═══ TEXT PASSAGE ═══

Washington, DC – Today, House Indo-Pacific Chairwoman Young Kim (CA-40) delivered opening remarks at her hearing titled, “Surrounding the Ocean: PRC Influence in the Indian Ocean.” 

Watch her remarks here, watch the hearing livestream here, and read her opening statement as prepared below.  

Welcome to the Indo-Pacific Subcommittee’s Second Hearing of the 118th Congress. Today’s hearing will examine the PRC’s Influence in the Indian Ocean.  

The Indian Ocean Region (IOR) is of critical importance for the U.S., its allies, and its partners. The IOR is a high traffic trade route through which roughly 70% of all of the world’s container ships pass through. These routes are vital to global energy supply routes and supply chains. Ports in IOR countries, such as in Malaysia and Singapore, are among the busiest ports in the world, and as the IOR countries seek to expand their trade, we should expect that these ports will accommodate even more ships in the future.  

The CCP’s growing influence in the IOR is concerning and poses a number of environmental, economic, and security challenges. In the interest of protecting key supply routes and keeping the Indian Ocean free and open, the U.S. maintains a military presence in the Indian Ocean out of the naval base at Diego Garcia Island and is currently the dominant naval force in the region, but the PRC seeks to displace U.S. presence in the IOR.   

The People’s Republic of China (PRC) understands the strategic importance of the Indian Ocean, and while its naval presence is comparatively small to that of the U.S. or other partners and allies in the region, the People’s Liberation Army Navy (PLAN) is stepping up its maritime presence there, and the PRC’s commercial shipping fleet far outnumbers ours. Not to mention the near constant presence of Chinese fishing vessels, which engage in illegal, unregulated, and unreported fishing. For example, Chinese fishing vessels have been overfishing key resources like yellow tuna, a vital resource for many economies in the region.

═══ GIVEN RECORDS ═══

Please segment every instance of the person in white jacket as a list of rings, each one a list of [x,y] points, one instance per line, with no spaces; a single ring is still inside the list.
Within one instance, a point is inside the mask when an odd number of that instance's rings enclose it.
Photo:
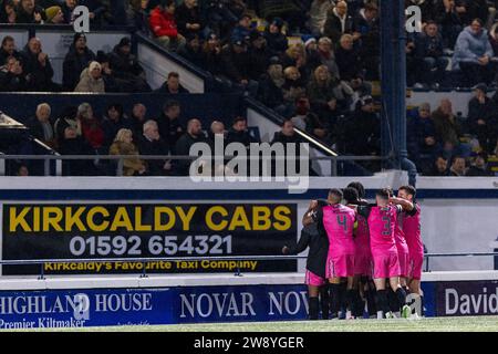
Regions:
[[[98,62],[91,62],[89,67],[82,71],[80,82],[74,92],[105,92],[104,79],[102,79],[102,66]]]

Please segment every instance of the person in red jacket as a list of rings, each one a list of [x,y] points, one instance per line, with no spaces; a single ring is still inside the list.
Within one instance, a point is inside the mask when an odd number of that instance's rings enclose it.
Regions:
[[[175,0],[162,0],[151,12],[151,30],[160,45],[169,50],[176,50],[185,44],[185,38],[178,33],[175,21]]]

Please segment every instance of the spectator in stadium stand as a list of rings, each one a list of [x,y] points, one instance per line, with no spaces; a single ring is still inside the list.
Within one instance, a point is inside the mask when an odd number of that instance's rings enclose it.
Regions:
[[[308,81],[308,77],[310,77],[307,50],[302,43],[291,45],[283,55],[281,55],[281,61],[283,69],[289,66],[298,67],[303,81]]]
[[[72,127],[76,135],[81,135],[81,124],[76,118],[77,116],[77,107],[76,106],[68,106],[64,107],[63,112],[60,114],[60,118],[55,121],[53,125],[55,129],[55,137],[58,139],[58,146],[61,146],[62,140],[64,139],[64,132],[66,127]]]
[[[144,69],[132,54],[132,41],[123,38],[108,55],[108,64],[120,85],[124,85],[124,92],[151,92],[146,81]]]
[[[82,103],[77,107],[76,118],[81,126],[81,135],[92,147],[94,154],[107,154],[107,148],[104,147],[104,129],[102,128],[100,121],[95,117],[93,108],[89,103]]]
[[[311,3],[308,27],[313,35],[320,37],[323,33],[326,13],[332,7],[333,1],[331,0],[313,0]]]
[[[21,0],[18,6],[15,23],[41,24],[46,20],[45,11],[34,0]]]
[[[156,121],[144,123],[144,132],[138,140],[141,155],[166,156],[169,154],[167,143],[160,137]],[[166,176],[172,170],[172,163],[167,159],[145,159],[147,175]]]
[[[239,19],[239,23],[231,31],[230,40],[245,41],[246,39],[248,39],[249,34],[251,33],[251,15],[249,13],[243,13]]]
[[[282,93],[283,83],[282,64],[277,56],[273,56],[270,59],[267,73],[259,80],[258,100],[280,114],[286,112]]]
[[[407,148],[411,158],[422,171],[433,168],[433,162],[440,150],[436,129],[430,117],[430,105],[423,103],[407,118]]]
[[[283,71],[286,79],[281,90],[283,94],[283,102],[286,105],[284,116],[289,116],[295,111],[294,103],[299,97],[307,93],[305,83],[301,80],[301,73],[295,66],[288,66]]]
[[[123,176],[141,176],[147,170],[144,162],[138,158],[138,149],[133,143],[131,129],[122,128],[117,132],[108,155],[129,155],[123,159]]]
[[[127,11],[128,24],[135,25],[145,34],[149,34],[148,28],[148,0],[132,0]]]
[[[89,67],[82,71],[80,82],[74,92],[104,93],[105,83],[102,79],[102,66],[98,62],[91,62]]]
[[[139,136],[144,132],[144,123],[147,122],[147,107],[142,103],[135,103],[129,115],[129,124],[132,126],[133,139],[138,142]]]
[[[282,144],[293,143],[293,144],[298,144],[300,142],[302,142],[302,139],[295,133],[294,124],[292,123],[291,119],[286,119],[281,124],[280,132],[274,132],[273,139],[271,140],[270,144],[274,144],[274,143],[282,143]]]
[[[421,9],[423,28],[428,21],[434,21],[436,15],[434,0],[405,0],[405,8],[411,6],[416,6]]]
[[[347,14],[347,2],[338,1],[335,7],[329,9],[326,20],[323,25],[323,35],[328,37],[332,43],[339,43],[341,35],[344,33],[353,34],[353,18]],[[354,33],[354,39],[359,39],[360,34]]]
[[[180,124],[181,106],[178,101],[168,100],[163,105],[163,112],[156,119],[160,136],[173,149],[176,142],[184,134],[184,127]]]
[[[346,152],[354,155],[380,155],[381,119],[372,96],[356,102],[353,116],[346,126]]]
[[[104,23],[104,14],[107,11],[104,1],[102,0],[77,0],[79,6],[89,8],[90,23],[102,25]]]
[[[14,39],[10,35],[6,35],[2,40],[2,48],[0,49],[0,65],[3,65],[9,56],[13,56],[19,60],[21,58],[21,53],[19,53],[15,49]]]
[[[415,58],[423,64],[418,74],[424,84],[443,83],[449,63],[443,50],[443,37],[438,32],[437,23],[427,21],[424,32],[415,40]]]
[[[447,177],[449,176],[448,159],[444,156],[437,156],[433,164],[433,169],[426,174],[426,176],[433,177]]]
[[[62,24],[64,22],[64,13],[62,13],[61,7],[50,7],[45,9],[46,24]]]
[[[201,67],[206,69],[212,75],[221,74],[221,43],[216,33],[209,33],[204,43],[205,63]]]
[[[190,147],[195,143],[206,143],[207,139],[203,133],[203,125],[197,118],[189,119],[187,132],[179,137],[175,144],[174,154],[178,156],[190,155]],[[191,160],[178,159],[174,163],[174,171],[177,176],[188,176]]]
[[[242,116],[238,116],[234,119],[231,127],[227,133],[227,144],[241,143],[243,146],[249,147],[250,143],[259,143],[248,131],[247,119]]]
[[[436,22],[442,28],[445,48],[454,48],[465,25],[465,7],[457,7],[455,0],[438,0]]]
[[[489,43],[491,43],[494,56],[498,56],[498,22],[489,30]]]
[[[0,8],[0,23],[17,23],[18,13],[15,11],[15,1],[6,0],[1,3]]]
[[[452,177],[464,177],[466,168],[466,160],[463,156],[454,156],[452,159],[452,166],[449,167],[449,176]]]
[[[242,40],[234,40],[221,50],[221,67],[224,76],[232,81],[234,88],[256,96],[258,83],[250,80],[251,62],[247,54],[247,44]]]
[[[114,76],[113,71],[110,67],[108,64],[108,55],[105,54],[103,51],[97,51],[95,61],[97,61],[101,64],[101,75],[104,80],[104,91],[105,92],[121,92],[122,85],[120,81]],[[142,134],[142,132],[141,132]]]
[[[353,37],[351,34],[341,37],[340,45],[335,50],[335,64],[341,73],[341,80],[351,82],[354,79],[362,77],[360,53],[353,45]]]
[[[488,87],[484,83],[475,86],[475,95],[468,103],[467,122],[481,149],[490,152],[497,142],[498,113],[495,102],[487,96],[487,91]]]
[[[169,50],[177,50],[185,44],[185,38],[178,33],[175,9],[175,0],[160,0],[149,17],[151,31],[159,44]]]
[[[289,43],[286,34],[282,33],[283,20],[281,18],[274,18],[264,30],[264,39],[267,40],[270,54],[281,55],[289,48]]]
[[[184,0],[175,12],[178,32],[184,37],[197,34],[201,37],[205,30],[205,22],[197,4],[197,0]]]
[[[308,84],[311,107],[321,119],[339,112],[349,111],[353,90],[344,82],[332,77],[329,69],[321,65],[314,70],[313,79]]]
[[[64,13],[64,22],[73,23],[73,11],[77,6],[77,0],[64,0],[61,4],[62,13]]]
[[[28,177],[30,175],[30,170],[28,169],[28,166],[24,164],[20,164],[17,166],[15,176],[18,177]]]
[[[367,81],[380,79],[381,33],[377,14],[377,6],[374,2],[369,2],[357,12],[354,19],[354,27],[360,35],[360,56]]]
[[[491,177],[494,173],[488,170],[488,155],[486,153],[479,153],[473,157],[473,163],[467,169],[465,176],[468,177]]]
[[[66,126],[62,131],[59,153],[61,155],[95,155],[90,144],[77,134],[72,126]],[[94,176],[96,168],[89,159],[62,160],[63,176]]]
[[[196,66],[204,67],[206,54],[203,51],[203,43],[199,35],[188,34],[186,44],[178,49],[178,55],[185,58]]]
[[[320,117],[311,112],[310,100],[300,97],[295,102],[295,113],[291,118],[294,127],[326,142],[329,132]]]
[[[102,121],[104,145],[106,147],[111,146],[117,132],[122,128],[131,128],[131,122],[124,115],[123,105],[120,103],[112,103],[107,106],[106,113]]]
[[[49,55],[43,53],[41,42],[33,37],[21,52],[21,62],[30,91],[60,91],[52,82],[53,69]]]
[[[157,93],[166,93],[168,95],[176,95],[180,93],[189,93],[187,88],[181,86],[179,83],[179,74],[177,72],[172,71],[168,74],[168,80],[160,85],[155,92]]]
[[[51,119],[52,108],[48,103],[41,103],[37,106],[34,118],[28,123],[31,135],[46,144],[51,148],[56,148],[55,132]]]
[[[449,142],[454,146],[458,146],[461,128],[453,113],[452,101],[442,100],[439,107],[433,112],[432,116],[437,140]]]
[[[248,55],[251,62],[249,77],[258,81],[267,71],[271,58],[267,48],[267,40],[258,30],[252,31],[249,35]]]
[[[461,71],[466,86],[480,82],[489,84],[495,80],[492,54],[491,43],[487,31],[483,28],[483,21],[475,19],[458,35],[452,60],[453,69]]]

═══

- **TASK STATEMENT**
Continue Chairwoman Young Kim's opening statement on PRC influence in the Indian Ocean from the point where it ends.

- **ANSWER SECTION**
The PLA also constructed its first overseas military base in Djibouti, conveniently located at the Bab al-Mandab Strait, which roughly 10% of all crude oil and natural gas shipments flow through annually.  

To solidify this maritime presence, the PRC’s Belt and Road Initiative (BRI) is also very active in the IOR. CCP-owned companies are making major investments in ports around the Indian Ocean, including in Pakistan, Bangladesh, Burma, and Thailand, and I am concerned that in the near future these ports could be used for the regular deployment of a larger naval force in the IOR. The PRC also financed major infrastructure projects in Sri Lanka, including a port. The debt burden was too great for the Sri Lankan government to bear, and Sri Lankan economy collapsed, creating a new vacuum of instability in the IOR.  

The U.S. must rigorously pursue and maintain multilateral dialogues on trade, security, and the environment to ensure the Indian Ocean Region stays free and open. In 2017, The U.S., India, Australia, and Japan created the Quadrilateral Security Dialogue 2.0 (QUAD 2.0) to improve cooperation on shared concerns in the IOR and has served as a productive avenue for cooperation on maritime security, cybersecurity, energy security, infrastructure, counterterrorism, pandemic preparedness, and supply chain resilience, among other issues. I am committed to ensuring that these conversations remain productive, and that we continue generating concrete and positive outcomes in the quadrilateral relationship.  

The U.S. must also continue bilateral and multilateral military exercises with security partners in the region. These exercises are an avenue to improve interoperability and cooperation between militaries with a common interest in maritime security and keeping the Indian Ocean free from PRC dominance and control. 

I look forward to hearing from the witnesses and Members of the Subcommittee.